**TASK A:**
In the lawn care text, when does it say is the best time to apply grub control in Will County?
**TASK B:**
Resume the lawn care text after its final sentence, keeping its conversational voice.

**PAGE TEXT:**
The Lawn Ranger Returns … but timing is everything

Clockwise from top left: Dandelions, Creeping Charlie, White Clover, Turfgrass Grub, Dormant Creeping Bentgrass
Clockwise from top left: Dandelions, Creeping Charlie, White Clover, Turfgrass Grub, Dormant Creeping Bentgrass

Yesterday, when planting some onion sets with 40 K-2 students, several of them were more interested in picking dandelions than the task at hand. But that was OK. Seeing today’s youth engaging in any nature activity is positive in my book. I am sure most of you reading this also picked dandelions when you were a small fry.

The part I am sure most of you didn’t need to do was ask an adult what they were. But that is OK, too. You can be 3, 33 or 103, and I am happy to answer any gardening question about anything. But then the other question came. “Miss Nancy, isn’t this the wish plant?” I said, of course. When the flower turns to a white puffball, you blow it, and the wishes of a hundred dandelion seeds comes true!

But do you need to care about those dandelions, creeping Charlie, violets, clover popping up in your lawn? Let me tell you, the times, they are a changin,’ my friend. The pristine lawn ranger’s goal of the perfect monoculture of Kentucky bluegrass blades, all standing at uninterrupted attention, isn’t the goal of many homeowners today.

If the above “perfect lawn” description is your goal, that is fine, too. I can give you every solution, from the organic one — which in the 1960s was many of our main jobs — an 8-year-old equipped with a bushel basket and their trusty dandelion picker. Or if you are more of a better living through chemical science, I can give you those recommendations, too.

But it will always be, first identify the problem. The 16-year-old “horticulturist” at the big box store, may give you a weed killer for a bug problem. Not their fault though, because yesterday they were a plumbing specialist, and this afternoon, they will be an expert in carpet installation.

While I am mentioning going to the store, you should also not take it as a signal to apply what you buy today, just because it is on sale. So many homeowners reach out to me after they have applied their grub control, only to learn that the best time of application here in Will County, depending on the product, is the week of July 4th; Not April 24th. You apply season-long grub killer now, and by late July when the grubs emerge, that chemical is but a memory. It has been diluted away by the microbes in the soil and the rains we have had since you applied it back in April.

But who could blame a homeowner? The grub killer was on sale this week, and when you got to the store, a 3-foot cardboard grub was hanging from the ceiling. So, what should you do?

Google or reach out to us, University of Illinois Extension. I am only an email or phone call away. [email protected] 815 727 9296.

With us, you get research-based information with a wide range of practical solutions (we call it Integrated Pest Management or IPM). And most importantly, the right timing to get the best results.

So back to the idea of what your personal ideal lawn should look like. There has been a strong movement to support pollinators, and somewhat away from the idea that the only bad weed is a dead one. Actually, who determines that plants are “bad” anyway? We do.

Records of labeled points
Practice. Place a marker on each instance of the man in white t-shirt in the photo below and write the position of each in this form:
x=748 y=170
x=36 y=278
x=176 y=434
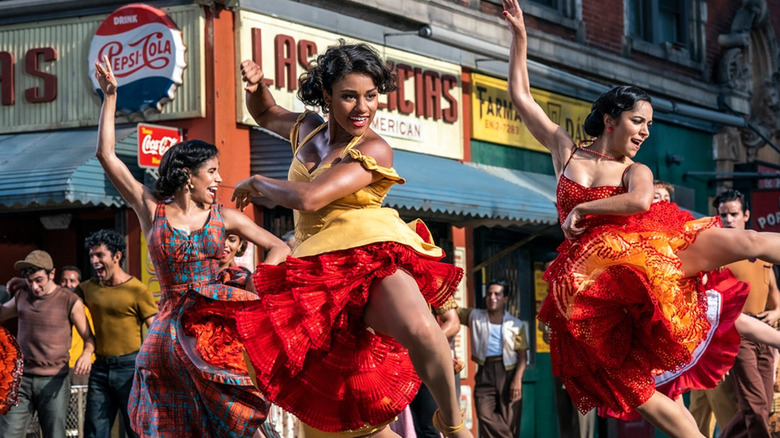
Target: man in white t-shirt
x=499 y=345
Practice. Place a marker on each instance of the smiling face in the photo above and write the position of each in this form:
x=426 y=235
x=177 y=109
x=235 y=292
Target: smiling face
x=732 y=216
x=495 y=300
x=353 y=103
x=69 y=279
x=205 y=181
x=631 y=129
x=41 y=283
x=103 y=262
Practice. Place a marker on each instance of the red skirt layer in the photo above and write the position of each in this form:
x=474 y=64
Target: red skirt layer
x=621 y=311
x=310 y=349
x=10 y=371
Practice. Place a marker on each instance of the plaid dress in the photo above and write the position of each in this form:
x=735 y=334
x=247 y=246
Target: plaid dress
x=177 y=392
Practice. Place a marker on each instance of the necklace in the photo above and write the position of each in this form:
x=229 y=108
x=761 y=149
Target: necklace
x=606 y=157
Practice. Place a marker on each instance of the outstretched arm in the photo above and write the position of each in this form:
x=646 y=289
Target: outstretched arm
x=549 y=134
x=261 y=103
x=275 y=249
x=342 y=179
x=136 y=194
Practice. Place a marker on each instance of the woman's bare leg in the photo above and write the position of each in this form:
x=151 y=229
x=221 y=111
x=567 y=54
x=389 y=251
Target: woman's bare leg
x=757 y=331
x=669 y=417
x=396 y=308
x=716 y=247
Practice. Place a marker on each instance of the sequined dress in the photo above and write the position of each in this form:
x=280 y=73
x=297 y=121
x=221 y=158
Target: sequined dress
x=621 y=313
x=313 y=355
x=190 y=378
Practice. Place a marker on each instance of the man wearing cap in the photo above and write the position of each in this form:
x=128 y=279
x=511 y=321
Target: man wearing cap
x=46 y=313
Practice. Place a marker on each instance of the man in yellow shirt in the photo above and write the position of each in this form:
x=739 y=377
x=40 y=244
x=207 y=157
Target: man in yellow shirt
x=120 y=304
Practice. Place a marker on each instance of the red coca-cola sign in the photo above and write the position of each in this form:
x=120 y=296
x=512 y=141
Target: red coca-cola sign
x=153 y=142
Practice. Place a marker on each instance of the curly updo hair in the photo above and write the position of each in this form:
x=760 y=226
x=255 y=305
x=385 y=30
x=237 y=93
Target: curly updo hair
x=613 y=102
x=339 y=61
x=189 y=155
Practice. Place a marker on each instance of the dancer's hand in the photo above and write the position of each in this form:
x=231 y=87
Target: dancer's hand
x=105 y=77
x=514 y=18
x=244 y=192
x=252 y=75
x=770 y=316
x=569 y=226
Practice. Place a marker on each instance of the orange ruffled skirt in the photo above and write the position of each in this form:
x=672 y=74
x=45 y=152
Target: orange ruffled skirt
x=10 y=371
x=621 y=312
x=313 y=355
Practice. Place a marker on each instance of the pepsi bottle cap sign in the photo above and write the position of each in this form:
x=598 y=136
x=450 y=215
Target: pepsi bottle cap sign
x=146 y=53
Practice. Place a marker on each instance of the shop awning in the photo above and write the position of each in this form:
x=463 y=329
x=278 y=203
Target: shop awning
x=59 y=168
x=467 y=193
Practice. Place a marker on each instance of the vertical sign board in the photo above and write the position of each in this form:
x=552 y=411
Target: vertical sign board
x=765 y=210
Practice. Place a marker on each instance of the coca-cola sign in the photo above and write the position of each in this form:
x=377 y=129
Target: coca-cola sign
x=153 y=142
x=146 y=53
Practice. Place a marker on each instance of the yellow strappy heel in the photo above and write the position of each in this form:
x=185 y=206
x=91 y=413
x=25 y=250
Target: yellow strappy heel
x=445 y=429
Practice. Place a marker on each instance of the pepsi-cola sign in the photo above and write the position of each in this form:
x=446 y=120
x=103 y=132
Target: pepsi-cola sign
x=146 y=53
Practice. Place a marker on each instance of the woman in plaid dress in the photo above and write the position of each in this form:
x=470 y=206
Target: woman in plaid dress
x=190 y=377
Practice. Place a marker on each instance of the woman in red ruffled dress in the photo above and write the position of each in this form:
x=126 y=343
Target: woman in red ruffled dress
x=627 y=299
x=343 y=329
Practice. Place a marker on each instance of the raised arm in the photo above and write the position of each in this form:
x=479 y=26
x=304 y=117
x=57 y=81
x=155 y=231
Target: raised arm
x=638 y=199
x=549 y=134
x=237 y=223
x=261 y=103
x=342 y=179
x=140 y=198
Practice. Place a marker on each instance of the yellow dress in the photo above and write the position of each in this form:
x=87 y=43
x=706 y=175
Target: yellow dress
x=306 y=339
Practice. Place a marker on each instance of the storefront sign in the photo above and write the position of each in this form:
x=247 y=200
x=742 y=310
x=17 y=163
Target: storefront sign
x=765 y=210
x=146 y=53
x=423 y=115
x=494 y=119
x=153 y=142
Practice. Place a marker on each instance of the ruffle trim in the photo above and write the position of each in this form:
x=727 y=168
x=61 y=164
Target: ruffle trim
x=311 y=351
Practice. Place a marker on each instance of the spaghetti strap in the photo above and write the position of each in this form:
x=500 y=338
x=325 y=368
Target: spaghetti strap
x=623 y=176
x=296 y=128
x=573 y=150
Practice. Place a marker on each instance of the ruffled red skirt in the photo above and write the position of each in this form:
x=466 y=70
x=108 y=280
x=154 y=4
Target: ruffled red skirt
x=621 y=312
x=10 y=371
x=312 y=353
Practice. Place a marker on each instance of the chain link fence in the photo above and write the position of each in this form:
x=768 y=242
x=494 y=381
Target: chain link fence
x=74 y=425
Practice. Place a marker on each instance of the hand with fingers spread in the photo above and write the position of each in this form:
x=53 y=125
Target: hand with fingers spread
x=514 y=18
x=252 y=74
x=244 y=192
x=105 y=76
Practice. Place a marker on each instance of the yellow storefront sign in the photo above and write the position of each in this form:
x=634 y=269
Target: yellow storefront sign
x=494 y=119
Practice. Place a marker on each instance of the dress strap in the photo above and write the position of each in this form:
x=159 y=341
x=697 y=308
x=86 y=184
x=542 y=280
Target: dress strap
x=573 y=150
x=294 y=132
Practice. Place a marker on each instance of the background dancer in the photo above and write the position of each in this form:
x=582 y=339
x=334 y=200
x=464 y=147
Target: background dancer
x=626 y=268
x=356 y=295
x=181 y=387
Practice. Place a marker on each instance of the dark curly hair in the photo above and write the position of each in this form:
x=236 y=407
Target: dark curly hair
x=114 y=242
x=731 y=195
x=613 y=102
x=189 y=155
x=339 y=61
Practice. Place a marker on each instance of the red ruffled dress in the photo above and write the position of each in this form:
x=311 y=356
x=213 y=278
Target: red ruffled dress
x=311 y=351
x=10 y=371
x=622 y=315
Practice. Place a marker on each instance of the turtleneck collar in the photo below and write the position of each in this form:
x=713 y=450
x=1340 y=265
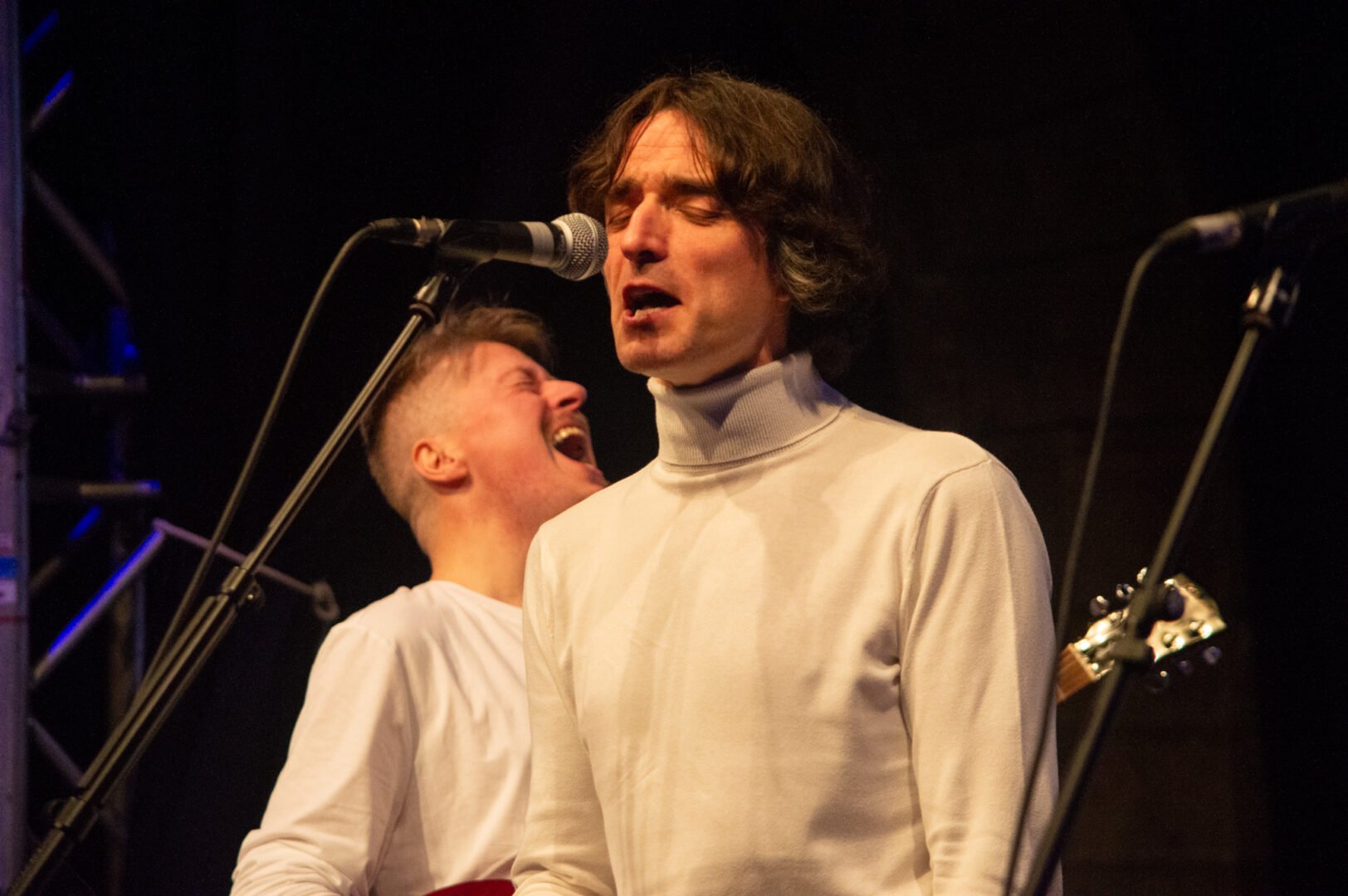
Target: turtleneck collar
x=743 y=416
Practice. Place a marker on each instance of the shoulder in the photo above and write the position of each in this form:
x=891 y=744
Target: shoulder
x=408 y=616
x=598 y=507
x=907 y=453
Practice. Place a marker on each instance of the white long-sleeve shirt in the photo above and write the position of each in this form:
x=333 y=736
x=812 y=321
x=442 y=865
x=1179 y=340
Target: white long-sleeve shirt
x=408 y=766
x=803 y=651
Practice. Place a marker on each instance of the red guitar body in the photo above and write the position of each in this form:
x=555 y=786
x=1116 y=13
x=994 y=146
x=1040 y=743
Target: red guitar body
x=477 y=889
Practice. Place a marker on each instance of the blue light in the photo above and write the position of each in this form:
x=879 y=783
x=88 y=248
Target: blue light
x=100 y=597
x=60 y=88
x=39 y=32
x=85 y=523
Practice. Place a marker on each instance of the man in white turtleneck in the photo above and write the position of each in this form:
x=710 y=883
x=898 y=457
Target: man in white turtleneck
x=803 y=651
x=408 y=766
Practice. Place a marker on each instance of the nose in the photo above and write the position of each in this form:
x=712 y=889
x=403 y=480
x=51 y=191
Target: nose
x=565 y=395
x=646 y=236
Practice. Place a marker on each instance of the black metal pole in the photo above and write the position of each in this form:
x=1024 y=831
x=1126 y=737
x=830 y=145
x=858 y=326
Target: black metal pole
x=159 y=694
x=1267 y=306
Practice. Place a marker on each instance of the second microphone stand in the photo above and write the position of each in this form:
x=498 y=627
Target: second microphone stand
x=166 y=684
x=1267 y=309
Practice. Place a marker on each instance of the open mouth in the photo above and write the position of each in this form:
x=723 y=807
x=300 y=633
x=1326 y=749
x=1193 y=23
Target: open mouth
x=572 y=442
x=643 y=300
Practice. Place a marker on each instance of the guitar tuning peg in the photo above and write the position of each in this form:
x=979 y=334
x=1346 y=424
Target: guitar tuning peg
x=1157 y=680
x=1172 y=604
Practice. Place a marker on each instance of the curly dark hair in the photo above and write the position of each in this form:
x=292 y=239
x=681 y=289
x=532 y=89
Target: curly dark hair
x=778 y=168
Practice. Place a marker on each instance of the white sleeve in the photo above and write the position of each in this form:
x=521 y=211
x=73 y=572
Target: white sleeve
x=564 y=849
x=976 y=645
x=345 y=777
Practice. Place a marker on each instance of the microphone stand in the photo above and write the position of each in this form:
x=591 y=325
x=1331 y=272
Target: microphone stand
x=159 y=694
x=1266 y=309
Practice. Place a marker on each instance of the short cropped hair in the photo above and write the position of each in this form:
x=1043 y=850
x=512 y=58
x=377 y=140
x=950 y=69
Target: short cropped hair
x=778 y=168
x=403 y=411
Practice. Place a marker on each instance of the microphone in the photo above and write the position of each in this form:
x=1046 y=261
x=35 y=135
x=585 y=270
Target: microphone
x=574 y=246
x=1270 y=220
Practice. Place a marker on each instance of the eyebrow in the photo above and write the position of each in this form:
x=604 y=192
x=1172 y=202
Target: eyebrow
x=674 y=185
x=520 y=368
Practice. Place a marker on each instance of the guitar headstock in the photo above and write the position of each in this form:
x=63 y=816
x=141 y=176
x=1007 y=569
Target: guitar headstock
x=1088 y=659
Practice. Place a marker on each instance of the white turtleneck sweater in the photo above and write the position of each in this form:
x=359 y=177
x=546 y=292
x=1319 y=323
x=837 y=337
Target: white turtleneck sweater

**FINAL RESULT A:**
The week of July 4th, depending on the product.

**FINAL RESULT B:**
So, in support of pollinators, and the use of “think first, spray later, or maybe never,” the “bee lawn” idea was born. Instead of looking at the yellow pompom of dandelion flowers as enemies, think of them as restaurants; this goes for all the weeds that bloom in the spring. These may be some of the only flowers available for our pollinators (besides tree flowers). Particularly in this year of early, early warm weather.

The bees and other pollinators are out, and need a great deal of energy, which is your all-you-can eat, weed buffet. I also prefer to call it not a weedy lawn, but a “perennial floral groundcover.” The choice is yours.
If you do prefer to treat for weeds, be sure you are using the right stuff and at the right time. The label is not only the law, but it provides all the information you need. No company wants you to use their product and get the least success.

Crabgrass preventer doesn’t work on quackgrass or creeping bentgrass. And do you really have crabgrass anyway? If you see patches of wide bladed grasses right now, guess what? It isn’t crabgrass. Crabgrass doesn’t germinate until the soil temps are above 55 degrees for 10 days straight. We aren’t even there yet.

If you have these patches, it is most likely quackgrass. I often wonder why people get so obsessed with wiping out the flowering weeds, when the real menace to a great lawn that can slowly become your lawn, if not controlled, is quackgrass.
And the grassy weeds do not have a weed and feed type control where you can broadcast a granular across the whole lawn, and it just kills the undesirable grassy weeds. There are a few products out there that can help with early starts of small quack and creeping bent. But for big patches, it is dig out or a total herbicide (like RoundUp or KleenUp — products containing the active ingredient glyphosate) that kills anything green it is sprayed on — with the beauty that it kills to the root.
The three most important things when dealing with lawn issues are: proper identification of the issue, deciding whether it is a problem at all, and which option (and when) is the best way to find optimum success.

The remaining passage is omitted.